What you will do:
1. Duplicate the part of the Shining Path passage starting at "Between 1980 and" and ending at "19, 2003, p.28).".
2. Pick up the passage on Peru's Shining Path where it stops and keep writing.

For many, the problems of Peru stemmed from a society dominated by people who were perceived by the Indians as foreigners in their own land. They were convinced that if this dominant and seemingly "foreign" class of elites could be removed from the positions of power in Peruvian society, the country's problems would be much closer to being solved. The movement perceived of violence and terror as agents of rebirth and renewal. As Abimael Guzman himself asserted:

Revolution will find its nest in our homeland; we will make sure of it ... the people's war will grow everyday until the old order is pulled down, the world is entering a new era; the strategic offensive of world revolution. This is of transcendental importance ... The people rear up, arm themselves, and rise in revolution to put the noose around the neck of imperialism and the reactionaries, seizing them by the throat and garroting them. The trumpets begin to sound, the roar of the masses grows, and will continue to grow, it will deafen us, it will take us into a powerful vortex ... there will he a great rupture and we will be the makers of a definitive dawn. We will convert the black fire into red and the red into light. This we shall do, this is the rebirth. Comrades we are reborn. (Quoted in G. Gorriti, The Shining Path, 1990,34-35).

The symbolism here is clear: conflict, dark, light, death, sacred intervention, destiny, rebirth, paradise. The war that the Shining Path found itself engaged in was to be the most significant in the history of Peru. It was of transcendental importance, and would result in the solution of all problems that now faced society. Sendero military operations were well organized and purposeful. In their methods, for example, they followed a well-disciplined plan of five steps that came to constitute an effective tactical policy. Step one required a decision by party leadership on a specific plan of action before its execution. The second involved an assessment of the physical and manpower assets that were needed to complete the operations and guarantee its success. The third and fourth steps involved thorough preparation and the actual carrying out of the plan. Operations could take one of many different forms: street protests, recruitment, disruption of daily life in the country-such as destruction of power plants or a physical attack on individuals or other groups--confiscating agricultural harvests in the rural regions to meet the needs of the party, and armed confrontation with agents of the state structure, for example, the Civil Guard or the Republican Guard. The fifth step called for an after-action report that involved a detailed analysis of the action. This report was forwarded to party leadership where it was utilized in the formulations and preparation of new party action. (Ibid.65.)

Between 1980 and 1993, it is estimated, that the war carried out by Sendero resulted in the deaths of about 30,000. ("Flickers from the Past: How Big a Threat Is the Shining Path?" The Economist, Vol. 368, No. 8333, July 19, 2003, p.28).

For a background understanding of the Shining Path one should among others know that despite the theoretical liberalism of the new Peruvian constitution and the practical necessities of the development of a modern market-based economy, postcolonialism in the region created little more than a revamping of the previous antiquated and inefficient feudal system. This system served the-exclusive needs of and was dominated by Creole Peruvians, particularly the old land -owning families of the colonial period. As a result, many indigenous inhabitants of the new state did not perceive that what had happened in throwing off the yoke of Spanish imperialism was of value to them at all. The burdens that they had known throughout the colonial era would continue with little improvement.

Stored data:
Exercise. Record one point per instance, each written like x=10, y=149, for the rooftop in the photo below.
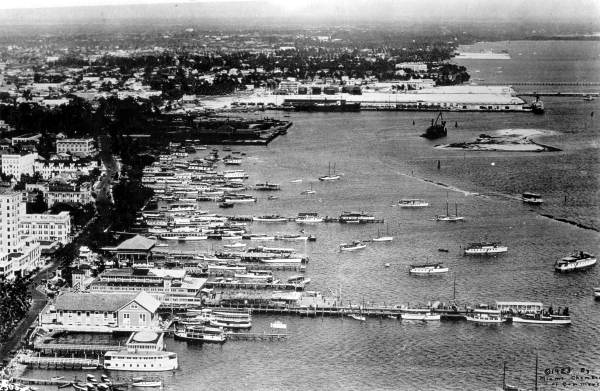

Answers to each task:
1.
Between 1980 and 1993, it is estimated, that the war carried out by Sendero resulted in the deaths of about 30,000. ("Flickers from the Past: How Big a Threat Is the Shining Path?" The Economist, Vol. 368, No. 8333, July 19, 2003, p.28).

2.
In the early nineteenth century, a modest peasant movement in the village of Huancavelica asked to embrace the figure of Santiago, the patron saint of the community. They believed that Santiago would usher in a new, more prosperous age. According to contemporary accounts:

Santiago told the Indians that if they followed him, he would lead them in a return to the past in which there would be produce in abundance and no one would die of hunger. (Quoted in David D. Gow, "The Roles of Christ and Inkarri in Andean Religion," Journal of Latin American Lore, Vol. 6, 1980,283).
Beginning in the early twentieth century, Peru began to move increasingly into the mainstream of international life in the western hemisphere. Largely as the result of British and American investment in copper mining, cotton and sugar production, a growing network of railroads, and hastened by the opening of the Panama Canal in 1914, Peru became increasingly integrated into a growing modern world economy. Nonetheless, this rapid economic change, in turn, roused unexpected social and political turbulence. (Frederick Pike, The Politics of the Miraculous in Peru: Haya de la Torre and the Spiritualist Tradition , 1986,14).

To many Peruvians, especially among those in the middle and lower classes the vast majority of the population-life became increasingly confusing and unpredictable. There was a persistent anxiety over their diminishing socioeconomic and political status within a society that was undergoing profound change.

For example, between 1920 and 1973 the population of Peru more than tripled. (The population of Peru in 1920 was 4.828 million and in 1973 it was 14.628 million. Population Statistics, University of Utrecht, available at www.library.uu.nl/wesp/populstatjamericas/peru.htm).

Yet, during this same period, many traditional Indian communities in the rural regions of Peru were destroyed in order to make land available for modern industrial and mining use. The combination of these two variables-rapid population growth and the redirection of traditional lands-forced large numbers of the peasant Indian class to forsake their traditional village life and move to new mining, industrial, or agricultural centers or to the larger, urbanized areas closer to the coast. Traditional kinship relationships were disrupted. In addition, many Indians found themselves victimized by an alienating world that increased their awareness and exposure to racism, relative deprivation, and sociopolitical discrimination at the hands of the minority, yet powerful, non-Indian elite class. Many members of the peasant class found themselves to be isolated, culturally estranged, and marginalized from an increasingly prosperous center of Peruvian life. As a result, Peru was accumulating an under mass made up of people partially adrift, no longer fully integrated into community or manorial life. Also racism has been a persistent problem in the history of Latin America and this is no less true in Peru. Given the socioeconomic gap between the so called races, perhaps not surprisingly, the Indian communities came to fear the process of modernity.  (See Fiona Wilson, "Indians and Mestizos: Identity and Urban Popular Culture in Andean Peru," Journal of Southern African Studies, Vol. 26, No.2, June 2000).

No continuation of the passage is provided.